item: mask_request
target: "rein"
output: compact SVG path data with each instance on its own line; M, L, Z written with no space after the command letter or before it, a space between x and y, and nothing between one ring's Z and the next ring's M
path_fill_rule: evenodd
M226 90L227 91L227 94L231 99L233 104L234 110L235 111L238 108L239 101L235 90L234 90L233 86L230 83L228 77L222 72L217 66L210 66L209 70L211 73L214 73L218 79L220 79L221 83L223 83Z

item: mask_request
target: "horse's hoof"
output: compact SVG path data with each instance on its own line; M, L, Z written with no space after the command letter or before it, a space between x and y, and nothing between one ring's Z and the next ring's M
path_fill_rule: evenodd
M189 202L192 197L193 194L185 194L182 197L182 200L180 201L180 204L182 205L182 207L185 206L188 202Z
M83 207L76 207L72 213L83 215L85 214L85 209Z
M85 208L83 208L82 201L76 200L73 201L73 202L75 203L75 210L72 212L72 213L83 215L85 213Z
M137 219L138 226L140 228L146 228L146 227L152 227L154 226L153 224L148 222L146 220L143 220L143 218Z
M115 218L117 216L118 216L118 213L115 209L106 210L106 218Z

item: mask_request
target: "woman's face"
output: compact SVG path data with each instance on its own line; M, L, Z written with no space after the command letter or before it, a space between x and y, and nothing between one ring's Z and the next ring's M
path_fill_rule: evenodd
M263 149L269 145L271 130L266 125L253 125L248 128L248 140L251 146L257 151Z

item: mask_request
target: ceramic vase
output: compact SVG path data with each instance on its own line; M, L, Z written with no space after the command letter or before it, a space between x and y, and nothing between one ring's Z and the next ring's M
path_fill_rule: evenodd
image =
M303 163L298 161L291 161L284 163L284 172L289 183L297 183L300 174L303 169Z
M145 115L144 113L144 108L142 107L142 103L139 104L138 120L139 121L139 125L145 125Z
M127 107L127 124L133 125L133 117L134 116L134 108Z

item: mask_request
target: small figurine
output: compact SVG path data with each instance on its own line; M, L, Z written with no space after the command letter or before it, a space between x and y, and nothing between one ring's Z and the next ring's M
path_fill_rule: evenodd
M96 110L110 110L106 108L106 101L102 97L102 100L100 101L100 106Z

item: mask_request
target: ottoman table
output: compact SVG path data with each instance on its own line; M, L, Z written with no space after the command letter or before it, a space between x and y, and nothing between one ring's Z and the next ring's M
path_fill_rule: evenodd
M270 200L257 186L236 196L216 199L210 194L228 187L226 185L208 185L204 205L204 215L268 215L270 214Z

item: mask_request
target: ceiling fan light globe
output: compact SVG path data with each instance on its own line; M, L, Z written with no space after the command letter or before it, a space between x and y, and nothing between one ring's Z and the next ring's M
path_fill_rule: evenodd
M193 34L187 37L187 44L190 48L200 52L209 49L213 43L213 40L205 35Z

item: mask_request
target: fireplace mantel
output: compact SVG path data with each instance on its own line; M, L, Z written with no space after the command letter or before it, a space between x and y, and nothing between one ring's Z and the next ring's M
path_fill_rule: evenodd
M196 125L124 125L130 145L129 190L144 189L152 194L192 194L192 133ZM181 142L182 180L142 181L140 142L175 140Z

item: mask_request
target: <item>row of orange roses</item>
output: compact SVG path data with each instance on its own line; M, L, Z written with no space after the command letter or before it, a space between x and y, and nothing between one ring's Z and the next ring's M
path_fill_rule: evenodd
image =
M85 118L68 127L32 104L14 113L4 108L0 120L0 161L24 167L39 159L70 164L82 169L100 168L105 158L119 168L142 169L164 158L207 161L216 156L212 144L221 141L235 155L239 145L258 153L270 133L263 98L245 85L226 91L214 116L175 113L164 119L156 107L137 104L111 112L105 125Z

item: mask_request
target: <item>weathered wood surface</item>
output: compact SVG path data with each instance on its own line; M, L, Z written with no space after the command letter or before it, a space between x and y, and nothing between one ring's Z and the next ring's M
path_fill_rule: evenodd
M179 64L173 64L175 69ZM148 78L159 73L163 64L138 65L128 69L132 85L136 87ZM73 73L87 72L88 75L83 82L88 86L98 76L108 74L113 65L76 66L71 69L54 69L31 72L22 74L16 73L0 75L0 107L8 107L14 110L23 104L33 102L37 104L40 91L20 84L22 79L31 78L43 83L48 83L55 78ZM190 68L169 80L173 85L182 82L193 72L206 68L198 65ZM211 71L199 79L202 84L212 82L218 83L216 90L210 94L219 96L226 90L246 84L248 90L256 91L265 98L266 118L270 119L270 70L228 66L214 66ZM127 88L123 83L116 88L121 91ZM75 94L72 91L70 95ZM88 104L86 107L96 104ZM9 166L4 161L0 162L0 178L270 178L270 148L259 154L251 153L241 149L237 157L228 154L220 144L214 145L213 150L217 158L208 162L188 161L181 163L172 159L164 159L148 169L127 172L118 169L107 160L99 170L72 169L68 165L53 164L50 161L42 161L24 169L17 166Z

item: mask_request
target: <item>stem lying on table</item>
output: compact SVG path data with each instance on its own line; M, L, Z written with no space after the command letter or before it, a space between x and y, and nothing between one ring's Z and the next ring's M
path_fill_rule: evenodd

________________

What you should do → Rewrite all the rows above as a Markdown table with the columns "No." and "Entry". Number each line, and leave out the blank lines.

Exercise output →
| No. | Entry |
|---|---|
| 1 | item: mask_request |
| 2 | target: "rein" |
| 3 | output: compact SVG path data with each instance on its own line; M, L, Z written with no space after the command letter or before it, a space between x and y, and nothing between one ring's Z and the next ring's M |
| 4 | path_fill_rule: evenodd |
| 5 | M226 90L227 91L227 94L231 99L233 104L234 110L235 111L238 108L239 101L235 90L234 90L233 86L230 83L228 77L222 72L217 66L210 66L209 70L211 73L214 73L218 79L220 79L221 83L223 83Z |
| 6 | item: mask_request |
| 7 | target: "horse's hoof" |
| 8 | output: compact SVG path data with each instance on its own line; M, L, Z written with no space after the command letter or before it, a space between x and y, and nothing between one ring's Z and the next ring's M |
| 9 | path_fill_rule: evenodd |
| 10 | M189 202L192 197L193 194L185 194L182 197L182 200L180 201L180 204L182 205L182 207L185 206L188 202Z |
| 11 | M83 207L76 207L72 213L83 215L85 214L85 209Z |
| 12 | M85 208L83 208L82 201L76 200L73 201L73 202L75 203L75 210L72 212L72 213L83 215L85 213Z |
| 13 | M137 219L138 226L140 228L146 228L146 227L152 227L154 226L153 224L148 222L146 220L143 220L143 218Z |
| 14 | M115 218L117 216L118 216L118 213L115 209L106 210L106 218Z |
| 15 | item: mask_request |
| 16 | target: "woman's face" |
| 17 | output: compact SVG path data with each instance on its own line; M, L, Z written with no space after the command letter or before it, a space between x and y, and nothing between one ring's Z and the next ring's M |
| 18 | path_fill_rule: evenodd |
| 19 | M263 149L269 145L271 130L266 125L253 125L248 128L248 140L251 146L257 151Z |
| 20 | item: mask_request |
| 21 | target: ceramic vase |
| 22 | output: compact SVG path data with each instance on its own line; M, L, Z written with no space after the command letter or before it, a space between x and y, and nothing between one ring's Z and the next ring's M |
| 23 | path_fill_rule: evenodd |
| 24 | image = |
| 25 | M303 163L298 161L291 161L284 163L284 172L289 183L297 183L300 174L303 169Z |
| 26 | M145 115L144 113L144 108L142 107L142 103L139 104L138 120L139 121L139 125L145 125Z |
| 27 | M127 107L127 124L133 125L133 117L134 116L134 108Z |
| 28 | item: mask_request |
| 29 | target: small figurine |
| 30 | output: compact SVG path data with each instance on its own line; M, L, Z written with no space after the command letter or before it, a space between x and y, and nothing between one ring's Z and the next ring's M |
| 31 | path_fill_rule: evenodd |
| 32 | M96 110L110 110L106 108L106 101L102 97L102 100L100 101L100 106Z |
| 33 | item: mask_request |
| 34 | target: ottoman table |
| 35 | output: compact SVG path data with each instance on its own line; M, L, Z written with no space after the command letter or before it, a space between x and y, and nothing between one ring's Z and the next ring's M |
| 36 | path_fill_rule: evenodd |
| 37 | M270 200L257 186L236 196L216 199L210 194L228 187L226 185L208 185L204 205L204 215L268 215L270 214Z |
| 38 | item: mask_request |
| 39 | target: ceiling fan light globe |
| 40 | output: compact SVG path data with each instance on its own line; M, L, Z written with no space after the command letter or before it, a space between x and y, and nothing between one ring's Z and the next ring's M |
| 41 | path_fill_rule: evenodd |
| 42 | M193 34L187 37L187 44L190 48L200 52L209 49L213 43L213 40L205 35Z |
| 43 | item: mask_request |
| 44 | target: fireplace mantel |
| 45 | output: compact SVG path data with each instance on its own line; M, L, Z written with no space after the command letter or before it, a space between x and y, and nothing between one ring's Z and the next ring's M |
| 46 | path_fill_rule: evenodd |
| 47 | M196 125L124 125L130 145L129 190L144 189L152 194L192 194L192 133ZM181 142L182 180L142 181L140 142L175 140Z |
| 48 | item: mask_request |
| 49 | target: <item>row of orange roses</item> |
| 50 | output: compact SVG path data with each instance on its own line; M, L, Z written with no space after the command letter or before it, a space between x and y, and nothing between one ring's Z and the next ring's M |
| 51 | path_fill_rule: evenodd |
| 52 | image = |
| 53 | M85 118L68 127L32 104L14 113L4 108L0 120L0 161L24 167L39 159L70 164L82 169L100 168L105 158L119 168L142 169L164 158L207 161L216 156L212 144L221 141L235 155L239 145L258 153L270 133L263 98L245 85L226 91L214 116L175 113L164 119L156 107L137 104L111 112L105 125Z |
| 54 | item: mask_request |
| 55 | target: <item>weathered wood surface</item> |
| 56 | output: compact SVG path data with each instance on its own line; M, L, Z written with no space after the command letter or before it, a space between x and y, and nothing between one ring's Z and the next ring's M |
| 57 | path_fill_rule: evenodd |
| 58 | M179 64L173 64L175 69ZM148 78L159 73L163 64L138 65L128 69L132 85L136 87ZM73 73L87 72L88 75L83 82L88 86L98 76L108 74L113 65L76 66L71 69L54 69L31 72L22 74L16 73L0 75L0 107L8 107L14 110L23 104L33 102L37 104L40 91L20 84L22 79L31 78L43 83L48 83L55 78ZM190 68L169 80L173 85L182 82L193 72L206 68L198 65ZM211 71L199 79L202 84L212 82L218 83L216 90L210 94L219 96L226 90L246 84L248 90L256 91L265 98L266 118L270 119L270 70L228 66L214 66ZM127 88L123 83L116 88L121 91ZM75 94L72 91L70 95ZM88 104L86 107L96 104ZM9 166L4 161L0 162L0 178L270 178L270 148L259 154L251 153L241 149L237 157L228 154L220 144L214 145L213 150L217 158L208 162L188 161L181 163L172 159L164 159L148 169L127 172L118 169L107 160L99 170L72 169L68 165L53 164L50 161L42 161L24 169L17 166Z |
| 59 | item: mask_request |
| 60 | target: <item>stem lying on table</item> |
| 61 | output: compact SVG path data with each instance on its own line; M, L, Z written with no space after the command letter or before it, a space between x and y, and nothing between one ring's Z and the next ring's M |
| 62 | path_fill_rule: evenodd |